Massimiliano Ferrigno

Personal information
- Full name: Massimiliano Ferrigno
- Date of birth: 27 January 1974
- Place of birth: Gela, Italy
- Position: Midfielder

Senior career*
- Years: Team / Apps / (Gls)
- 1992–1997: Como / 81 / (14)
- 1997: Brescello / 9 / (1)
- 1997–1998: Acireale / 28 / (3)
- 1998–2000: Como / 22 / (0)
- 2004: Como / 22 / (0)
- 2004–2005: Perugia / 16 / (2)

= Massimiliano Ferrigno =

Italian footballer

Massimiliano Ferrigno (/it/; born 27 January 1974) was an Italian professional footballer who played as a midfielder.

== Career ==
Ferrigno made his professional debut for Como in 1992–93 Serie C1 season. In 1994, he achieved promotion to Serie B with the club, and relegated back to Serie C1 the following year. In early 1997, Ferrigno moved to Brescello and midway through the year moved to Acireale, who also competed in Serie C1. In 1998, he returned to Como, was named captain and played three more seasons in Serie C1 with them.

In the 2000–01 season, which saw Como promoted to Serie B at the end of the season, he was involved in an incident midway through the season. On 19 November 2000, after a home match against Modena at Stadio Giuseppe Sinigaglia which ended 1–0 to Como, he attacked Modena's player, Francesco Bertolotti – who was also his former teammate at Brescello, in the dressing room. Bertolotti then fell, causing his head to hit the ground, and ended up in a coma. Bertolotti underwent a complicated surgical operation – with the installation of an intracranial metal plate, and remained in a coma for 9 days – then was hospitalized for a long time. Due to the side effects of the trauma, Bertolotti stopped playing football.

The Serie C disciplinary commission imposed a three-year ban on Ferrigno, until 31 December 2003. The case also saw him go to trial, where at the trial he pleaded guilty to the tragedy and was given a 10-month suspended prison sentence, and monetary compensation in favor of Bertolotti.

* _Raw data_

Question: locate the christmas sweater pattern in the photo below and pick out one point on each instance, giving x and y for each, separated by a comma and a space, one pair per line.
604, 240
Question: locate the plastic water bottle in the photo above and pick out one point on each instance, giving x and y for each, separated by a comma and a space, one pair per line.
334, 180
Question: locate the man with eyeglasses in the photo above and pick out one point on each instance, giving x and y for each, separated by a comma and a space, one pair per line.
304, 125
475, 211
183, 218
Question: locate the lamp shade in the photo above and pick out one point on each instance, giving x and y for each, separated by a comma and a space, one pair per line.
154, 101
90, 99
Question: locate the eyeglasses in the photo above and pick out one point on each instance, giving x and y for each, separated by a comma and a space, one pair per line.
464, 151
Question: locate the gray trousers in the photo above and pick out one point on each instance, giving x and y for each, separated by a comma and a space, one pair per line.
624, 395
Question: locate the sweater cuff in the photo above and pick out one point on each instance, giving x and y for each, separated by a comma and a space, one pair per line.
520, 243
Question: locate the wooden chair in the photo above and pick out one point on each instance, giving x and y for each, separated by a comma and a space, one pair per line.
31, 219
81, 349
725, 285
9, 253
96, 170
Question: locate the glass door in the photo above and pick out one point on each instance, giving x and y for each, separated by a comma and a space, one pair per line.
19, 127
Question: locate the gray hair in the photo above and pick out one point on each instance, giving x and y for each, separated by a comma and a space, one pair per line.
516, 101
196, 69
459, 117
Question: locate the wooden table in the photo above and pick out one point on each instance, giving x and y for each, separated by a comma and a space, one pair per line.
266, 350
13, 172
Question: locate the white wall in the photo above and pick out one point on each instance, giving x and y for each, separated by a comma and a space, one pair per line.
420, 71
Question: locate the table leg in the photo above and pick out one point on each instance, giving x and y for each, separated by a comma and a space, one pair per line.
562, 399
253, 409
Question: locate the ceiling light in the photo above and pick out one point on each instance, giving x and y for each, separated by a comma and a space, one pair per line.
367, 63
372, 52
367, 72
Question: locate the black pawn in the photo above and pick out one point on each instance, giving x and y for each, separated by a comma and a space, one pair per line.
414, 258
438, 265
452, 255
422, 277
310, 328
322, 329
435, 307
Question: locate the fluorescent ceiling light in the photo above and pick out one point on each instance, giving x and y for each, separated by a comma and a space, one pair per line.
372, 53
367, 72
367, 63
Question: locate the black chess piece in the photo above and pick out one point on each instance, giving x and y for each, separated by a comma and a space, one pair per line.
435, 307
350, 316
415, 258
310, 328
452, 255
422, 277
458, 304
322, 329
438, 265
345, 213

* _Tasks_
(a) According to the article on Massimiliano Ferrigno, until what date did the Serie C disciplinary commission's ban on him run?
(b) Repeat, word for word, the portion of the Massimiliano Ferrigno article that begins at the words "Italian footballer" and stops after the words "C1 with them.".

* _Answers below_
(a) 31 December 2003

(b)
Italian footballer

Massimiliano Ferrigno (/it/; born 27 January 1974) was an Italian professional footballer who played as a midfielder.

== Career ==
Ferrigno made his professional debut for Como in 1992–93 Serie C1 season. In 1994, he achieved promotion to Serie B with the club, and relegated back to Serie C1 the following year. In early 1997, Ferrigno moved to Brescello and midway through the year moved to Acireale, who also competed in Serie C1. In 1998, he returned to Como, was named captain and played three more seasons in Serie C1 with them.